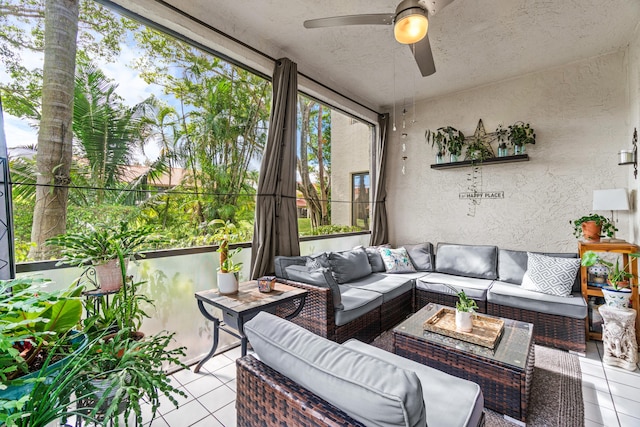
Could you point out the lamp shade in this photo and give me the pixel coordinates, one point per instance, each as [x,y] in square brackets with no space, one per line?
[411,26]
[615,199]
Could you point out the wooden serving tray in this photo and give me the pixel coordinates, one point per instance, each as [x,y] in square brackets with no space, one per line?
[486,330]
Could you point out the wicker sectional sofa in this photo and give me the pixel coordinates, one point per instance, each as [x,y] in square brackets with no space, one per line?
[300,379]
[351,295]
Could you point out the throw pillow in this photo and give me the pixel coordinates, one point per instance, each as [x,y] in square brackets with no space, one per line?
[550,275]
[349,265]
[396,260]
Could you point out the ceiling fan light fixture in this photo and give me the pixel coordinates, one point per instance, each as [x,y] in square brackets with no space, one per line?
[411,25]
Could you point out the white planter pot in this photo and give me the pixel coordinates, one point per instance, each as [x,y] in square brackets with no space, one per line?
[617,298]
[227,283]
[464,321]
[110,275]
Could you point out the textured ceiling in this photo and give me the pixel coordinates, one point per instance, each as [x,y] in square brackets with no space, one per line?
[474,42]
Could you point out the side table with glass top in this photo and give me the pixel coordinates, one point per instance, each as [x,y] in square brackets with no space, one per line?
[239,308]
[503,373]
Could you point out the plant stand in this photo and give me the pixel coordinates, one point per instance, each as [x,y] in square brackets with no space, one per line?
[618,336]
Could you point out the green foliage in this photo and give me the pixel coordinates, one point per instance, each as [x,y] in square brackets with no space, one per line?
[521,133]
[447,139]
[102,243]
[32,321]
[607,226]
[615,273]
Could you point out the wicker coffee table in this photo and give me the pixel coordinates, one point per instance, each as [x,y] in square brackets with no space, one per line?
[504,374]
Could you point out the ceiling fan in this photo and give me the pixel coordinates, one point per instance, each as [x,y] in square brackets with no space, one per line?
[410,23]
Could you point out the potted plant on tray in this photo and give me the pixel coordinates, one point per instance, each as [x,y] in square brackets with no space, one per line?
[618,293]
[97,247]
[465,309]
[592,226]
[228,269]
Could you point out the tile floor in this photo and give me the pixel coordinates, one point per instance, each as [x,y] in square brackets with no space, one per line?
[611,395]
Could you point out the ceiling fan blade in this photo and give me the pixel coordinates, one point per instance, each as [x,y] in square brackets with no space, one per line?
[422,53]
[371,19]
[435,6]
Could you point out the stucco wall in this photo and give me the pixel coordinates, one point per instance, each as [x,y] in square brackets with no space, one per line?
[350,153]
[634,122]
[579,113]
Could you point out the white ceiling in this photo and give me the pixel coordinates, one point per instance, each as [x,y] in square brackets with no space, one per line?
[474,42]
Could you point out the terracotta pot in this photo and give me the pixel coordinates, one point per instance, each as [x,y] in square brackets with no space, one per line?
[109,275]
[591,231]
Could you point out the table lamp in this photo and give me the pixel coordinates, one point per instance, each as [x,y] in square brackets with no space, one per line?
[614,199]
...
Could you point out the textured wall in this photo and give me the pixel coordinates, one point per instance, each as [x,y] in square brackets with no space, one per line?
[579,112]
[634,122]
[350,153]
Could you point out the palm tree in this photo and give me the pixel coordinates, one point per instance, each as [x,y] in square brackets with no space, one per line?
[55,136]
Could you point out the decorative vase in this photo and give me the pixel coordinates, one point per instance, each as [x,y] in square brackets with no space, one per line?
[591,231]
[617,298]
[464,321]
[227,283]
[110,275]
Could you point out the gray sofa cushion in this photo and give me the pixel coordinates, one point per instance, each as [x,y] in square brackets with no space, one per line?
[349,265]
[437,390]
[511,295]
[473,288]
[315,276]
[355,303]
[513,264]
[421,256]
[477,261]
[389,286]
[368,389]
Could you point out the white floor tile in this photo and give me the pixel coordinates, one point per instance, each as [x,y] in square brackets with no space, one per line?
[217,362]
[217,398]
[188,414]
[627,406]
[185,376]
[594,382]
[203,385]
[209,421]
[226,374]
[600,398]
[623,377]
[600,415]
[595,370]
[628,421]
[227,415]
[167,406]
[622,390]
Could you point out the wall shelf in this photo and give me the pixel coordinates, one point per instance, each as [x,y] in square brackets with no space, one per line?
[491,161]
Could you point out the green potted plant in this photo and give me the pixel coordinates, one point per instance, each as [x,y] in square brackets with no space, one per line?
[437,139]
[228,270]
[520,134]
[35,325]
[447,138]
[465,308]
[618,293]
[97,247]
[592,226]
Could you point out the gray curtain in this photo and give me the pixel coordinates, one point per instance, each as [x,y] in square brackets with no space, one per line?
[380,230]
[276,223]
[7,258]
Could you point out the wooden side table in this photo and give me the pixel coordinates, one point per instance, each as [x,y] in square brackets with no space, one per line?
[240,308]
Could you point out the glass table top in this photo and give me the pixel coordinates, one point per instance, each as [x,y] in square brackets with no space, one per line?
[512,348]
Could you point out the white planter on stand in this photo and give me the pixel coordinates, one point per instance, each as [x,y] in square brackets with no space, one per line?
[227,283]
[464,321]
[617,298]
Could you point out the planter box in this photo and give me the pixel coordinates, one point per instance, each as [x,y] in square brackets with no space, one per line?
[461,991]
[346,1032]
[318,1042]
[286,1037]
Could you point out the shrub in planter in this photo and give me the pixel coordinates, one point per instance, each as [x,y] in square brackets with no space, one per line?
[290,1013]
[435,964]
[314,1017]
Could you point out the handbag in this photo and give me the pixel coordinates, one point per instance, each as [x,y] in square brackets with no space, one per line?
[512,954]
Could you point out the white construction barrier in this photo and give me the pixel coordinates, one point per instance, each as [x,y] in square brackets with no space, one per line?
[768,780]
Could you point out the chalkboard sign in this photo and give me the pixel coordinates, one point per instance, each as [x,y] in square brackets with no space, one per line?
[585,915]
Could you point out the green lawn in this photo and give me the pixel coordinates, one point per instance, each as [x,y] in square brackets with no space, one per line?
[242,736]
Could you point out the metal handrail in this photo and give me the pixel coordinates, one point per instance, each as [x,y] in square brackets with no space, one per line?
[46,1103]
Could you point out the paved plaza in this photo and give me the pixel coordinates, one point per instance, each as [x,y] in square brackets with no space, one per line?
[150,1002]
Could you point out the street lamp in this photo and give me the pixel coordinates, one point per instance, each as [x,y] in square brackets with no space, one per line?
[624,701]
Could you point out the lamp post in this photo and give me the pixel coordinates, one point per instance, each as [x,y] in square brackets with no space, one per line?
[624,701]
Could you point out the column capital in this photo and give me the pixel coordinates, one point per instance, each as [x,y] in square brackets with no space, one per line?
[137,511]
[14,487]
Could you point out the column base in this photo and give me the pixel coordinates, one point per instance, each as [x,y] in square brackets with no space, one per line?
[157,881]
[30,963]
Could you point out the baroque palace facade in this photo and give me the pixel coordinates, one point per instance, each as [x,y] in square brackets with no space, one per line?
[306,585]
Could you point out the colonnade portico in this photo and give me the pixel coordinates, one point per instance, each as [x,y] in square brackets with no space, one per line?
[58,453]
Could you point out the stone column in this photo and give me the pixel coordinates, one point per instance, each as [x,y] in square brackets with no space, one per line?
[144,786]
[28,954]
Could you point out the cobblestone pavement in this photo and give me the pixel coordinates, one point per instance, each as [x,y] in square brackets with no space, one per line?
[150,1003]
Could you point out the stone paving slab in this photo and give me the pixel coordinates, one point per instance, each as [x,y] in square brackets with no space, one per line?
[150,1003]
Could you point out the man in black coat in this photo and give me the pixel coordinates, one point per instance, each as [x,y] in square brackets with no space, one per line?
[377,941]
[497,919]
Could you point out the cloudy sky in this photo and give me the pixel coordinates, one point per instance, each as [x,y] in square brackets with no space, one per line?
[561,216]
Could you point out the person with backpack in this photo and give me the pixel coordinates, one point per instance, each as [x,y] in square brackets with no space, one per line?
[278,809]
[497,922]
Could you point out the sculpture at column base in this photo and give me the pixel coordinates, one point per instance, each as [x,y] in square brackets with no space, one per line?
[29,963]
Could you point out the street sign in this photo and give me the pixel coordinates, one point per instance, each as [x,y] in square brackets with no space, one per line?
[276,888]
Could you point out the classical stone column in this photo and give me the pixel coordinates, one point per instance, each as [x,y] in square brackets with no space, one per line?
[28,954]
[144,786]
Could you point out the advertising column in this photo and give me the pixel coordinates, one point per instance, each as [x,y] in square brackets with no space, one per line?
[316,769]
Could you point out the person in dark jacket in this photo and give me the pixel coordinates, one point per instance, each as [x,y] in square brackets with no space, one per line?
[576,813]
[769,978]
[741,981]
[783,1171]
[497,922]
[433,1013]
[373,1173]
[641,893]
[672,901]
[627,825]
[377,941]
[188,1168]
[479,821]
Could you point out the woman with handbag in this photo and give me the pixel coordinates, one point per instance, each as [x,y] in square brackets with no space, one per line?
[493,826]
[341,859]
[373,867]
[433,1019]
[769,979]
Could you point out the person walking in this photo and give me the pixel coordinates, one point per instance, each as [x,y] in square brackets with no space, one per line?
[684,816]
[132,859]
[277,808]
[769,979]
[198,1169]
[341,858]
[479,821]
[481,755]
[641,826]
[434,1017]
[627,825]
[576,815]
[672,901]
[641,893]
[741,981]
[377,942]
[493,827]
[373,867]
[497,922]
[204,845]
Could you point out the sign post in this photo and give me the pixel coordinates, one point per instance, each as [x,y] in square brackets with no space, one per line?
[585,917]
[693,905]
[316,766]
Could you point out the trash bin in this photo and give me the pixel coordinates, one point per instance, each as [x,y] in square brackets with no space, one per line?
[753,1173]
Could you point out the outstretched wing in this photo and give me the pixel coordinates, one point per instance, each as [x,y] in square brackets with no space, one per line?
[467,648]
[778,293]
* * *
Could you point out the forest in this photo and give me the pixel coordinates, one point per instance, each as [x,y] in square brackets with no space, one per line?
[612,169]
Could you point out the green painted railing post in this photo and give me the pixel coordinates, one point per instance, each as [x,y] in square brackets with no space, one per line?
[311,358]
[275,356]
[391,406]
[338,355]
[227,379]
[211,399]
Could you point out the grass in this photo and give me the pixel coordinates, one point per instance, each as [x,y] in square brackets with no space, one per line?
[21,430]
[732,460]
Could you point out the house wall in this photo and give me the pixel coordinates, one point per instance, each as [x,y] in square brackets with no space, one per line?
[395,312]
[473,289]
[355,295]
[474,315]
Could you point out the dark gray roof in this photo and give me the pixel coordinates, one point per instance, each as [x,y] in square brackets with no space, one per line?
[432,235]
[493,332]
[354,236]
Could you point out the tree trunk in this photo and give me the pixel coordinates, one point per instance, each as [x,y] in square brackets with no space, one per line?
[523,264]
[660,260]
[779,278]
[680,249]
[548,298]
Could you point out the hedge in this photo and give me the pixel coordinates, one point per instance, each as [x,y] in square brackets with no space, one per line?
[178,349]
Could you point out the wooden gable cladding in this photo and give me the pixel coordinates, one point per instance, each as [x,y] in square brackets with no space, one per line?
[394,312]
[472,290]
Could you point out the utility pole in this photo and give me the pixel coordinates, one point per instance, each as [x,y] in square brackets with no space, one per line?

What you will do: Write out the lines starting with the line containing "Could you point out the house" and going on through the line containing "Could you point out the utility", substituting "image coordinates" for "pixel coordinates" and leaving everything else as it is.

Response to the exercise:
Could you point out the house wall in this photo and give me the image coordinates, one point per instance, each as [x,y] in square brackets with no space, one per line?
[395,312]
[473,289]
[355,295]
[474,315]
Could you point out the dark gray roof in this photo and give me the image coordinates, one point per instance, each as [x,y] in square brackets with no space, one per line?
[432,235]
[493,332]
[354,236]
Could you point out the tree trunk in this photo and give me the image coordinates, one point per instance, each as [x,y] in square brackets with no space, one per line?
[523,264]
[660,260]
[779,278]
[680,249]
[548,298]
Could you point out the hedge in this photo and give me the image coordinates, one point per instance, each as [x,y] in square brackets with no space, one per line?
[178,349]
Could you point out the wooden gable cladding in this photo and give me the image coordinates, one point per instance, each as [x,y] in square brackets with no space, one per line?
[394,312]
[472,290]
Could you point out the utility pole in this photo and give me the image coordinates, one point per instance, each as [x,y] in square brackets with no space, one per line?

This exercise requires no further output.